■ CHALLENGES
[1] Repeat word for word the passage of the ggplot2 ordering post from "(i.e. in this" to "aesthetic is ignored.".
[2] Reproduce without changes the lines of the entries from the line with "Where can you spot the woman's left" to the line with "pixel 223 101", both included.

* START TEXT SEGMENT *

I'm struggling get the right ordering of variables in a graph I made with ggplot2 in R.
Suppose I have a dataframe such as:
set.seed(1234)
my_df<- data.frame(matrix(0,8,4))
names(my_df) <- c("year", "variable", "value", "vartype")
my_df$year <- rep(2006:2007)
my_df$variable <- c(rep("VX",2),rep("VB",2),rep("VZ",2),rep("VD",2))
my_df$value <- runif(8, 5,10)
my_df$vartype<- c(rep("TA",4), rep("TB",4))
which yields the following table:
year variable value vartype
1 2006 VX 5.568517 TA
2 2007 VX 8.111497 TA
3 2006 VB 8.046374 TA
4 2007 VB 8.116897 TA
5 2006 VZ 9.304577 TB
6 2007 VZ 8.201553 TB
7 2006 VD 5.047479 TB
8 2007 VD 6.162753 TB
There are four variables (VX, VB, VZ and VD), belonging to two groups of variable types, (TA and TB).
I would like to plot the values as horizontal bars on the y axis, ordered vertically first by variable groups and then by variable names, faceted by year, with values on the x axis and fill colour corresponding to variable group.
(i.e. in this simplified example, the order should be, top to bottom, VB, VX, VD, VZ)
1) My first attempt has been to try the following:
ggplot(my_df,
aes(x=variable, y=value, fill=vartype, order=vartype)) +
# adding or removing the aesthetic "order=vartype" doesn't change anything
geom_bar() +
facet_grid(. ~ year) +
coord_flip()
However, the variables are listed in reverse alphabetical order, but not by vartype : the order=vartype aesthetic is ignored.
2) Following an answer to a similar question I posted yesterday, i tried the following, based on the post Order Bars in ggplot2 bar graph :
my_df$variable <- factor(
my_df$variable,
levels=rev(sort(unique(my_df$variable))),
ordered=TRUE
)
This approach does gets the variables in vertical alphabetical order in the plot, but ignores the fact that the variables should be ordered first by variable goups (with TA-variables on top and TB-variables below).
3) The following gives the same as 2 (above):
my_df$vartype <- factor(
my_df$vartype,
levels=sort(unique(my_df$vartype)),
ordered=TRUE
)
... which has the same issues as the first approach (variables listed in reverse alphabetical order, groups ignored)
4) another approach, based on the original answer to Order Bars in ggplot2 bar graph , also gives the same plat as 2, above
my_df <- within(my_df,
vartype <- factor(vartype,
levels=names(sort(table(vartype),
decreasing=TRUE)))
)
I'm puzzled by the fact that, despite several approaches, the aesthetic order=vartype is ignored. Still, it seems to work in an unrelated problem: http://learnr.wordpress.com/2010/03/23/ggplot2-changing-the-default-order-of-legend-labels-and-stacking-of-data/
I hope that the problem is clear and welcome any suggestions.

* END TEXT SEGMENT *
* START ITEMS *

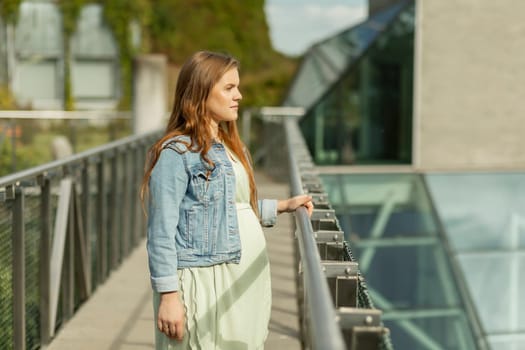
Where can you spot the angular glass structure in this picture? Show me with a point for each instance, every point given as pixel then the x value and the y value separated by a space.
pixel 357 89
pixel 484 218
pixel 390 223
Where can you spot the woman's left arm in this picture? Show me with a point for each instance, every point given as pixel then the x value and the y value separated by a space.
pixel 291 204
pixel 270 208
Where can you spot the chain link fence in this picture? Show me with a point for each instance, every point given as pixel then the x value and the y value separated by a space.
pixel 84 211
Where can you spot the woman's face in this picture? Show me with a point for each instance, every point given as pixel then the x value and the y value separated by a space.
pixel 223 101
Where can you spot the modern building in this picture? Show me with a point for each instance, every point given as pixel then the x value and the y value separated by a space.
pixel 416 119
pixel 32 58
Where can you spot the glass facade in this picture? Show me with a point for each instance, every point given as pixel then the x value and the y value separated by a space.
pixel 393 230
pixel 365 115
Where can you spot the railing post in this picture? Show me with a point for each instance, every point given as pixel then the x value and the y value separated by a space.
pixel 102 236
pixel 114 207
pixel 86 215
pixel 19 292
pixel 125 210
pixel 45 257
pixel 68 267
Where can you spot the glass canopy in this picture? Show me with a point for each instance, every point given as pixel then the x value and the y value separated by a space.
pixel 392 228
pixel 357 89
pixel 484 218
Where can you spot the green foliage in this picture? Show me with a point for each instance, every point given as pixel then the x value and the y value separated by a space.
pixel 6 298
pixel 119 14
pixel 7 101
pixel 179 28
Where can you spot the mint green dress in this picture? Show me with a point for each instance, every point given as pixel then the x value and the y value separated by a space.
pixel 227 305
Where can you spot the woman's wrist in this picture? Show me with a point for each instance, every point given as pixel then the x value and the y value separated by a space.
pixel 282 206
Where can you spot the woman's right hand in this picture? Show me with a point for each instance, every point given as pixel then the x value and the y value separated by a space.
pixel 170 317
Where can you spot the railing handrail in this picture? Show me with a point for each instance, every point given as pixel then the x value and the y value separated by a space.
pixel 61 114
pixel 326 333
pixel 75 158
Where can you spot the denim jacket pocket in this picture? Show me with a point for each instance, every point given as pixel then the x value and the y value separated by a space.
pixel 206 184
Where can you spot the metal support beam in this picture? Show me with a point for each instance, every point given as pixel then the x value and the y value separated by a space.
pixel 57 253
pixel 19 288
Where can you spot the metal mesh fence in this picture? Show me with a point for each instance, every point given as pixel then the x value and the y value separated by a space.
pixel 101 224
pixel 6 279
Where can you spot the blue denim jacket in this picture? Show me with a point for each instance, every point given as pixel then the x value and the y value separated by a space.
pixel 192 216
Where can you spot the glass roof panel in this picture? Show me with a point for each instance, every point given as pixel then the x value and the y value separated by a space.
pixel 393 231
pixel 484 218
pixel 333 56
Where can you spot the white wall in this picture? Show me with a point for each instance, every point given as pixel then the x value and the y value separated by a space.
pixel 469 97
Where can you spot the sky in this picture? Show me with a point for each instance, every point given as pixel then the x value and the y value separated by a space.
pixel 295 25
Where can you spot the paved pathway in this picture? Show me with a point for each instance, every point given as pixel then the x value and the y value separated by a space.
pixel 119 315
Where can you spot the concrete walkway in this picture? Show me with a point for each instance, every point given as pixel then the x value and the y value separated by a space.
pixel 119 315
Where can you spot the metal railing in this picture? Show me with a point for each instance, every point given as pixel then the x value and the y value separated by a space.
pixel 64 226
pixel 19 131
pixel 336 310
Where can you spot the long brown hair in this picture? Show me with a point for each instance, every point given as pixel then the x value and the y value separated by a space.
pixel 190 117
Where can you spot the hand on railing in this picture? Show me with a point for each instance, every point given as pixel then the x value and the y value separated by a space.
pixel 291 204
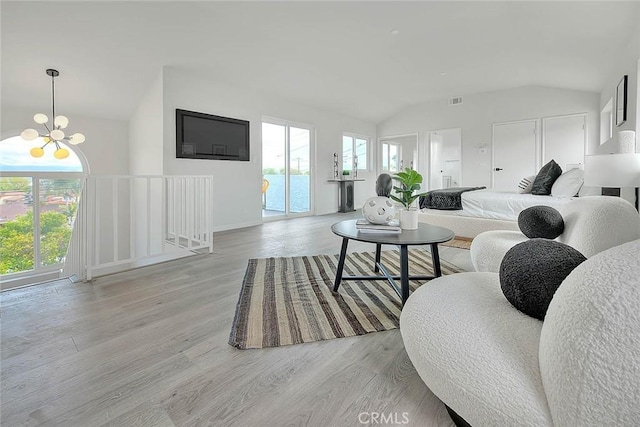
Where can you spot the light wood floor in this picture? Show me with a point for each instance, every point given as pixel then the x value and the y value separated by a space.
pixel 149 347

* END ITEMS *

■ FULL ANSWERS
[1]
(i.e. in this simplified example, the order should be, top to bottom, VB, VX, VD, VZ)
1) My first attempt has been to try the following:
ggplot(my_df,
aes(x=variable, y=value, fill=vartype, order=vartype)) +
# adding or removing the aesthetic "order=vartype" doesn't change anything
geom_bar() +
facet_grid(. ~ year) +
coord_flip()
However, the variables are listed in reverse alphabetical order, but not by vartype : the order=vartype aesthetic is ignored.

[2]
Where can you spot the woman's left arm in this picture? Show me with a point for each instance, every point given as pixel then the x value and the y value separated by a space.
pixel 291 204
pixel 270 208
Where can you spot the chain link fence in this picture? Show me with a point for each instance, every point given as pixel then the x value and the y value separated by a space.
pixel 84 211
Where can you spot the woman's face in this picture? Show me with a point for each instance, every point given as pixel then the x value and the y value separated by a space.
pixel 223 101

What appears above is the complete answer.